(Passage for review):

    His oratorical antics, his self-congratulations often composed from nothing more substantial than wind, would be laughable, except nobody’s laughing. This, keen-edged humor, is a mode of delivering information at which the AVA excels.

    I’ll be delighted when the AVA stops allowing itself to be a megaphone for this creature.

  3. David Gurney March 13, 2014

    Great article, Malcolm.

  4. John Sakowicz March 13, 2014

    It is an extraordinary thing that Mr. Clogg and I never actually met. Yet, he rants and raves. I don’t think Mr. Clogg and I travel in the same circles or know many of the same people. Yet he carries on and on about me. And on and on and on. He rants. He raves.

    I want to say I have my theories about Mitch Clogg, but I don’t want to be unkind.

    Suffice it to say, he’s full of bull. Anybody who knows me knows that I’ve passed every background check to which I have submitted, either in the private sector, where I most recently worked for the Swiss bank, UBS, or in the public sector, where I worked for the Mendocino County Sheriff’s Office.

    Earlier in my career, I worked on the floors of the COMEX, NYMEX, and NYSE on Wall Street.

    currently sit on several boards and commissions, and I am a public trustee and bonded fiduciary.

    The things Clogg claims about me are all hearsay. Blogs posts. Newspaper articles. Hearsay. Anyone can say anything in a blog. Absolutely anything.

    Such is the open source nature of the Internet — as much disinformation as information.

    As for newspaper articles, well, what can I say is that in 1990-1991, I was a confidential witness in a major political scandal in Massachusetts that shook the Weld Administration. I was targeted for smears by Weld’s handlers. It’s a common political practice that when a powerful public official is accused of wrongdoing, the official’s handlers find it much easier to try to impeach the source rather than to answer the allegation.

(Recorded data):
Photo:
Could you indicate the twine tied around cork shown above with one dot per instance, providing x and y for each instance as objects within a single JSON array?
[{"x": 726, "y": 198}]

(Assigned task A): In the comment thread, rewrite the paragraph beginning "Suffice it to say, he's full of bull" more briefly, keeping its main facts.
(Assigned task B): List every Wall Street exchange named in the comment thread.
(Assigned task C): Carry the comment thread forward from its final sentence.

(Answer A): He's full of bull: I've passed every background check I've undergone, in the private sector (most recently at the Swiss bank UBS) and in the public sector (at the Mendocino County Sheriff's Office).

(Answer B):
- COMEX
- NYMEX
- NYSE

(Answer C):
    Another thing.

    Much has been made of Gretchen Giles, the editor, at the North Bay Bohemian, and how she similarly tried to impeach my credibility. Within a week of a hit piece about me that she published, Ms. Giles got a demand letter from my attorney. She ending up taking down her hit piece from the Bohemian’s website. She was shortly looking for a new a job.

    Meanwhile, who is Mr. Clogg?

    Indeed.

    By his own admission, and in his own words on LinkedIn, Clogg is someone who has made several “hapless” runs for Congress.

    He further states he is a guy who has worked for “self”. He has also worked at “Acme” and at “this and that”. And, he also worked at “freelance this and that.”

    He is a retired “reporter”. A “storyteller”. A guy who includes “talking” on his list skills.

    Dear Lord!

    Some of the characters in Thomas Pynchon’s novel, “Vineland” comes immediately to mind!

    The novel was published in 1990, and was written right here in Mendocino County by Pynchon who was living here incognito. He made a careful study of a certain stratta of local folks.

    The novel features self-styled militants and toxic personalities. Psychic vampires.

    They are above all, self-righteous. And none seem to have a real job.

    Sounds familiar?

    In “Vineland” a nation of hippies and dope smokers, called the People’s Republic of Rock and Roll, start out okay, but quickly morph into a nation of self-righteous liberal fascists.

    Also, the People’s Republic of Rock and Roll has a militant film collective that seeks to document the imagined transgressions against freedom and the hippie ideals.

    Does any of this sound familiar? Does this sound like Mitch Clogg?

    “Vineland” also features female ninjas, astrologers, heavy pot smokers, drop-outs, lazy asses living on welfare and food stamps, tinfoil hat wearers, television addicts, those who hum musical interludes, including the theme song of The Smurfs, and, those who speak in metaphors, including those drawn from Star Trek.

    But mainly, there is an all-pervading meanness in “Vineland”.

    Does this sound like a certain strata of Mendocino County? Certain people?